• Input data
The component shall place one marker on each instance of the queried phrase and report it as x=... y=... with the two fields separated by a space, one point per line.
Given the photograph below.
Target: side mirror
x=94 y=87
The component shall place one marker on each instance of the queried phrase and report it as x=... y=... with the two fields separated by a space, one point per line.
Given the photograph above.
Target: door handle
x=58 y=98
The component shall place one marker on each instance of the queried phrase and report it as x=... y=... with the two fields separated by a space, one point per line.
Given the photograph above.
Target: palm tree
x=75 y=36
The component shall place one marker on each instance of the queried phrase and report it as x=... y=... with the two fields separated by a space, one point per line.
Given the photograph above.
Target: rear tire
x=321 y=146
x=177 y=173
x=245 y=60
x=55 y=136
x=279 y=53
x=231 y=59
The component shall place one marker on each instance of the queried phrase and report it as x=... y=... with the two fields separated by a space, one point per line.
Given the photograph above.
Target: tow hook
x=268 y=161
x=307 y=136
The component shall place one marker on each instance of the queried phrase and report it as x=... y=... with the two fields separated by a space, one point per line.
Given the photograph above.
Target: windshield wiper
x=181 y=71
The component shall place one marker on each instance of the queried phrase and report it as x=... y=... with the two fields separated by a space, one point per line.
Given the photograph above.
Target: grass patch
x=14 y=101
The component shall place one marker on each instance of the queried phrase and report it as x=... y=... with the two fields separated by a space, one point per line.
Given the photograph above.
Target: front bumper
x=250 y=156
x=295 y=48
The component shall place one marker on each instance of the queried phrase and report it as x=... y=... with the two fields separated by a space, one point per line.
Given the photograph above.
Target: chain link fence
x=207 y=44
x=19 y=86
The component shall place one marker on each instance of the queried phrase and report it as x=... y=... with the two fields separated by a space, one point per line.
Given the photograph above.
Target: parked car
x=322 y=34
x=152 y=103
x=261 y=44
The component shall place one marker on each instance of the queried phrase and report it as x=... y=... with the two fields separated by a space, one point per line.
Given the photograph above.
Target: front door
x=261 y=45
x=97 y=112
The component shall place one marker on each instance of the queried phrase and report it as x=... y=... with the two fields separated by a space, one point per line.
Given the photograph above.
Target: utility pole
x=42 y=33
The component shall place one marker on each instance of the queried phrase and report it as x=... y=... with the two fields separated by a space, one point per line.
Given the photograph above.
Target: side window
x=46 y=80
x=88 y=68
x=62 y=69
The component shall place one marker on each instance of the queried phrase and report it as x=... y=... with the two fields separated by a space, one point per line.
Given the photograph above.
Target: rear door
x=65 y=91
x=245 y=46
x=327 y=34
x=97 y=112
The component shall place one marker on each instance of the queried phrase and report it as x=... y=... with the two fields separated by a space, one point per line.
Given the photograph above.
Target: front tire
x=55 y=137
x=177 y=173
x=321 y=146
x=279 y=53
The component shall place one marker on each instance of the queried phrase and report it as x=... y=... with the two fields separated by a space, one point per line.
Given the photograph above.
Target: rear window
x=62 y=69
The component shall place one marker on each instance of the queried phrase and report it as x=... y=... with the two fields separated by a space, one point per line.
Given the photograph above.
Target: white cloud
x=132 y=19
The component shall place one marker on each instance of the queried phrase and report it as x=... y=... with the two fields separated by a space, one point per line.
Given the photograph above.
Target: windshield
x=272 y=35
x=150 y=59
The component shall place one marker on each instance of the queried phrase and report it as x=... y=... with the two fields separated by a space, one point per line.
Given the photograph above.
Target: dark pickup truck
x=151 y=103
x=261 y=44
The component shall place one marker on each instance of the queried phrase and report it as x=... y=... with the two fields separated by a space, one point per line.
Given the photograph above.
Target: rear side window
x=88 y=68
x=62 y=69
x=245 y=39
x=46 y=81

• About this exercise
Transcribe the data in full, keeping every character.

• Written reply
The component shall place one marker on each instance of the queried phrase and report it as x=... y=... with the two fields separated by a space, one point per line.
Given the photograph below.
Target: side mirror
x=94 y=87
The component shall place one marker on each instance of the queried phrase and report it as x=... y=... with the two fields separated by a space, one point per line.
Given the photograph above.
Target: door handle
x=58 y=98
The component shall place one marker on each instance of the queried phrase and report it as x=... y=... with the two fields separated by a space, one point per line.
Given the photograph above.
Target: palm tree
x=75 y=36
The component shall place one marker on each instance of the queried phrase and report it as x=... y=... with the two fields separated by a space, one point per line.
Given the photograph above.
Target: rear tire
x=321 y=146
x=177 y=173
x=245 y=60
x=55 y=136
x=279 y=53
x=231 y=59
The component shall place one marker on each instance of the queried phrase and report it as x=... y=... with the two fields separated by a space, one point per line.
Given the photograph above.
Target: tow hook
x=268 y=161
x=307 y=136
The component shall place one marker on each instance of the queried phrase and report it as x=... y=... with the two fields separated by a space, one point per line.
Given the photograph above.
Target: windshield wiper
x=181 y=71
The component shall place one marker on each instance of the queried phrase and report it as x=... y=... with the two fields separated by a space, one point per line.
Given the photograph above.
Target: grass patch
x=14 y=101
The component shall place one marker on each instance of the queried phrase and report it as x=... y=... with the two fields separated by a space, one point per line.
Given the photograph above.
Target: front bumper
x=250 y=156
x=295 y=48
The component shall place one marker on each instance of the queried phrase and report it as x=... y=... with the two fields separated by a space, one point per line.
Given the photograph above.
Target: chain link fence
x=207 y=44
x=19 y=86
The component shall place one marker on each instance of the queried phrase and report it as x=... y=... with the two fields separated by a space, one point per line.
Given the photograph above.
Target: parked car
x=322 y=34
x=152 y=103
x=261 y=44
The component shall place one marker on each instance of the queried phrase and report it as x=... y=... with the two fields separated by a space, one point per line.
Given the photograph above.
Target: front door
x=261 y=45
x=97 y=112
The component shall place one marker on each instance of the queried phrase and report it as x=... y=... with the two fields separated by a space, one point per line.
Given the photograph above.
Target: utility pole
x=42 y=33
The component shall place one marker on each instance of the queried phrase and report it as x=... y=... with the two fields separated by a space, one point per line.
Given the photograph above.
Target: side window
x=46 y=80
x=88 y=68
x=62 y=69
The component shall place one marker on each instance of the queried phrase and report it as x=... y=... with the two fields separated by a space, one point per line.
Given the photograph above.
Target: rear door
x=65 y=91
x=245 y=46
x=327 y=34
x=97 y=112
The component shall place one marker on each instance of the queried phrase and report it as x=... y=... with the two fields separated by a space, one point per line.
Given the photograph above.
Target: front tire
x=55 y=137
x=177 y=173
x=321 y=146
x=279 y=53
The component shall place one marker on each instance of the queried phrase and report it as x=... y=... with the two fields separated by a space, one point per line.
Given the photograph above.
Target: rear window
x=62 y=69
The component shall place one marker on each instance of the queried phrase and report it as x=... y=... with the two fields separated by a space, one point per line.
Given the photograph above.
Target: white cloud
x=132 y=19
The component shall place one marker on each instance of the queried phrase and report it as x=... y=... with the two fields separated by a space, one point per line.
Given the photograph above.
Target: windshield
x=272 y=35
x=150 y=59
The component shall place one marker on each instance of the queried phrase and report it as x=... y=... with the two fields separated by a space, one point per line.
Given the photograph above.
Target: dark pickup truck
x=151 y=103
x=261 y=44
The component shall place one marker on each instance of the queried phrase and report it as x=... y=... with the two fields separated by a space, one point per line.
Given the photograph above.
Target: rear side window
x=88 y=68
x=62 y=69
x=245 y=39
x=46 y=81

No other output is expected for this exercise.